• **Given request**:
Retype each of the following records word for word, changing nothing.

#####

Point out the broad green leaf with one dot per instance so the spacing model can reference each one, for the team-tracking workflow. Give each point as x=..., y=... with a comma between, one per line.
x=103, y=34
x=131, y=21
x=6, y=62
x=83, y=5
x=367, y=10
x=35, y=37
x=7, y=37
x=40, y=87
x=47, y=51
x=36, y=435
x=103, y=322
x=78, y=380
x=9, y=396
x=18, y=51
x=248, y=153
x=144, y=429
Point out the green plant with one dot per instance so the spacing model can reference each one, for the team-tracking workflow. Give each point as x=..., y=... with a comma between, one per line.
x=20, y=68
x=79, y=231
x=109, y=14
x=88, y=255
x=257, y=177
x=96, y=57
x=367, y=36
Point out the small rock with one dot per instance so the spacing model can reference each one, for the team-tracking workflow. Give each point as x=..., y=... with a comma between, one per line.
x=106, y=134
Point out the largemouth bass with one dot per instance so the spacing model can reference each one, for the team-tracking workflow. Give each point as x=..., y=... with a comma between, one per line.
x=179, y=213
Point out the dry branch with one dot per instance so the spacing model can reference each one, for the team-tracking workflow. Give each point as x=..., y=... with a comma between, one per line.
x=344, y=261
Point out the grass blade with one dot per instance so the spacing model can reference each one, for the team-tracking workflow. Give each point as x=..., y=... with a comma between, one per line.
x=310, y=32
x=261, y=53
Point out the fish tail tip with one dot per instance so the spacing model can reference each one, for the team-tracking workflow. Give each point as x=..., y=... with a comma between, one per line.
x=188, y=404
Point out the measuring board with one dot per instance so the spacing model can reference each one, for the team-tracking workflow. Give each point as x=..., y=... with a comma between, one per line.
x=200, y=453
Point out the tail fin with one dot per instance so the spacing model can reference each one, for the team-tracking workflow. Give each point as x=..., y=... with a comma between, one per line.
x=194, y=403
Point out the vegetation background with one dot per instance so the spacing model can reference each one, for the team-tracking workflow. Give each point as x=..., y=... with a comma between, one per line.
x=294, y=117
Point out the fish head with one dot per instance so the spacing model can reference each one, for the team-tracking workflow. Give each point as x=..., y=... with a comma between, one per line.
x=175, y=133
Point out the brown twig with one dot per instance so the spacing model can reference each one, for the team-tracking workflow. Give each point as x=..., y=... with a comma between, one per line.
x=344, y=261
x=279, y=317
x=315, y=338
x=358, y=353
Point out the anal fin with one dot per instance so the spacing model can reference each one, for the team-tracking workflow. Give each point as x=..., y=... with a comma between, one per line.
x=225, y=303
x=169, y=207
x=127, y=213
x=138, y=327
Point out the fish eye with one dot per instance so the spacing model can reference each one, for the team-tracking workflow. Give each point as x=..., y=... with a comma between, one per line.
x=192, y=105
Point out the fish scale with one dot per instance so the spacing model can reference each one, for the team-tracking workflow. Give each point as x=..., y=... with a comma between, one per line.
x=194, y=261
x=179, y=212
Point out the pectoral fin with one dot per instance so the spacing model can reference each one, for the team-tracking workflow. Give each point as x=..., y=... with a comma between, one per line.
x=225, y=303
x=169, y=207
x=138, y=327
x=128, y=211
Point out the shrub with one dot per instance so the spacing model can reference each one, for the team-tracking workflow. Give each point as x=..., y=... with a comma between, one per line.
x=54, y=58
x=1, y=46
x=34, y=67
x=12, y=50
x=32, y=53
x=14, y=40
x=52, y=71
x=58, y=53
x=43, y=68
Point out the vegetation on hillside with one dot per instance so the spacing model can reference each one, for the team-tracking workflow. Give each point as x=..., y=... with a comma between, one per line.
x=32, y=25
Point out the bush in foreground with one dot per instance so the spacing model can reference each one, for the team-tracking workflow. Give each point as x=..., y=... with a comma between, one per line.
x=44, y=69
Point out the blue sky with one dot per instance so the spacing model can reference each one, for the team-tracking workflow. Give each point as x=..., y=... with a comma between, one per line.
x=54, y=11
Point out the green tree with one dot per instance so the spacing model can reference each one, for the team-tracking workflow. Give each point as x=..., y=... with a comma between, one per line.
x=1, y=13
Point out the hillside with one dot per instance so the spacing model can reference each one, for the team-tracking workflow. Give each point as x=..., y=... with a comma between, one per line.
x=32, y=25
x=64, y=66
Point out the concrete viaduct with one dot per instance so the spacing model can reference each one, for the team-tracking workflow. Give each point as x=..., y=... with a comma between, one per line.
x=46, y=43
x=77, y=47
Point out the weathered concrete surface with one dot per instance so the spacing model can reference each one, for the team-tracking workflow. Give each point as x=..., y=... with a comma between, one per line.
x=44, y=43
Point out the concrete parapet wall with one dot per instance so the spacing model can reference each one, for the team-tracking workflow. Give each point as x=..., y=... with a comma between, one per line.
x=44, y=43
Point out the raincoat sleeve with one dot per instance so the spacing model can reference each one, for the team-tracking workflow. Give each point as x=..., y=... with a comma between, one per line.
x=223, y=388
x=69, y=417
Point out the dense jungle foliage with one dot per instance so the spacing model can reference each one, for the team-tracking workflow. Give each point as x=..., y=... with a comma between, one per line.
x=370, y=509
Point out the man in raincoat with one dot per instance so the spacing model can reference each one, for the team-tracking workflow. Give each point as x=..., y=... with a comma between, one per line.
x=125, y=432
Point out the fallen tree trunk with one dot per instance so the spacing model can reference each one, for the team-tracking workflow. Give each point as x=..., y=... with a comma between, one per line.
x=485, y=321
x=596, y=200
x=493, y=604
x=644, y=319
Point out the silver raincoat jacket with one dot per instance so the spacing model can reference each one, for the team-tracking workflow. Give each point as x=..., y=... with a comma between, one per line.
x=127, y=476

#####

• **Complete output**:
Point out the broad green leaf with one dot per instance so the spacing model can reference each one, for the team-tracking workflow. Give each point as x=..., y=... with a comma between, one per line.
x=103, y=34
x=131, y=21
x=6, y=62
x=83, y=5
x=367, y=10
x=35, y=37
x=7, y=37
x=40, y=87
x=47, y=51
x=36, y=435
x=103, y=322
x=78, y=380
x=9, y=396
x=18, y=51
x=248, y=153
x=144, y=429
Point out the green plant with one dot per instance so the spacing model can reference each one, for the team-tracking workflow. Give each point as x=..., y=... with a comma between, one per line.
x=20, y=68
x=79, y=231
x=109, y=14
x=88, y=255
x=257, y=177
x=96, y=57
x=367, y=36
Point out the small rock with one dot per instance so the spacing model can reference each one, for the team-tracking workflow. Give each point as x=..., y=... with a comma between, one per line.
x=106, y=134
Point out the largemouth bass with one dot per instance so the spacing model can reference each one, for the team-tracking workflow. Give each point as x=..., y=... with a comma between, one per line.
x=179, y=213
Point out the dry branch with one dot per instance so the spacing model can reference each one, for the team-tracking workflow. Give each point as x=..., y=... with a comma between, one per line.
x=344, y=261
Point out the grass blade with one dot per instance so the spacing model can reference each one, for the team-tracking workflow. Give each point as x=..., y=... with a comma between, one per line.
x=310, y=32
x=261, y=53
Point out the fish tail tip with one dot per instance so the spacing model can reference each one, for the team-tracking workflow. Give each point as x=..., y=... with a comma between, one per line.
x=188, y=404
Point out the measuring board with one dot per instance so the spacing model can reference each one, for the team-tracking workflow. Give each point as x=..., y=... with a comma between, one per line.
x=200, y=453
Point out the tail fin with one dot per instance so the spacing model can reference each one, for the team-tracking workflow. Give each point as x=..., y=... with a comma between, one per line.
x=194, y=403
Point out the vegetation background with one dot per instance so the spacing model can reference each one, for the team-tracking workflow. Give each point as x=..., y=... with a comma between, one per line.
x=294, y=117
Point out the fish head with one dot per instance so the spacing model can reference each one, for the team-tracking workflow. Give each point as x=..., y=... with a comma between, one per line.
x=175, y=133
Point out the brown twig with one dot per instance so the spacing model can reference each one, for the team-tracking workflow. Give each point as x=..., y=... with a comma between, one per line.
x=344, y=261
x=279, y=317
x=315, y=338
x=358, y=353
Point out the anal fin with one dot per instance so the spacing model can reference each one, for the team-tracking workflow. Give each point as x=..., y=... with a comma between, one per line.
x=225, y=303
x=169, y=207
x=127, y=213
x=138, y=327
Point out the fish eye with one dot per instance so the spacing model can reference each one, for the team-tracking workflow. Give each point as x=..., y=... with a comma between, one per line.
x=192, y=105
Point out the fish scale with one dot per instance so the spacing model can reference each one, for the team-tracking workflow. Give each point as x=..., y=... with a comma between, one per line.
x=194, y=261
x=179, y=212
Point out the pectoral fin with one dot per instance so the spacing model can reference each one, for the team-tracking workflow. Give each point as x=..., y=... with a comma between, one per line.
x=225, y=303
x=169, y=207
x=138, y=327
x=128, y=211
Point out the shrub with one dot per instance so the spacing model can reference each one, for the team-tracking workflow. Give each point as x=..., y=... with a comma between, one per line.
x=54, y=58
x=1, y=46
x=34, y=67
x=12, y=50
x=32, y=53
x=14, y=40
x=52, y=71
x=58, y=53
x=43, y=68
Point out the vegetation on hillside with one dot per instance so the spacing model can reference each one, for the team-tracking workflow. Give each point as x=..., y=... with a comma between, one per line.
x=32, y=25
Point out the bush in foreground with one dot per instance so the spacing model can reference each one, for the team-tracking workflow. Give each point as x=..., y=... with a comma between, one per line.
x=44, y=69
Point out the blue sky with one dot per instance so the spacing model can reference each one, for the team-tracking workflow. Give each point as x=..., y=... with a comma between, one per line.
x=54, y=11
Point out the green tree with one dot per instance so the spacing model can reference each one, for the team-tracking workflow. Give each point as x=..., y=... with a comma between, one per line.
x=1, y=13
Point out the hillside with one dot per instance so the spacing model can reference each one, for the team-tracking workflow. Give each point as x=..., y=... with a comma between, one per line.
x=32, y=25
x=64, y=66
Point out the concrete viaduct with one dot per instance so the spacing model can reference each one, for the team-tracking workflow. Give each point as x=..., y=... with a comma between, one per line.
x=46, y=43
x=77, y=47
Point out the weathered concrete surface with one dot per instance so the spacing model can reference each one, for the team-tracking workflow. Give each point as x=..., y=... with a comma between, one per line.
x=44, y=43
Point out the concrete parapet wall with one dot per instance so the spacing model can reference each one, for the team-tracking workflow. Give each point as x=..., y=... with a comma between, one per line.
x=44, y=43
Point out the raincoat sleeve with one dot per instance so the spacing model can reference each one, for the team-tracking workflow. Give each point as x=..., y=... with a comma between, one per line.
x=223, y=388
x=69, y=417
Point out the dense jungle foliage with one dot per instance so the spacing model can reference each one, for the team-tracking workflow. Give each point as x=..., y=... with a comma between, one per line.
x=370, y=509
Point out the man in raincoat with one dot per instance so the spacing model can reference each one, for the team-tracking workflow. Give each point as x=..., y=... with a comma between, one per line.
x=125, y=432
Point out the fallen tree trunk with one dot per instance so the spacing model can reference each one, for the team-tracking workflow. Give each point as x=..., y=... with a comma between, one per line.
x=485, y=321
x=596, y=200
x=493, y=604
x=644, y=319
Point out the silver raincoat jacket with one dot per instance so the spacing model can reference each one, for the team-tracking workflow. Give each point as x=..., y=... with a comma between, one per line.
x=127, y=476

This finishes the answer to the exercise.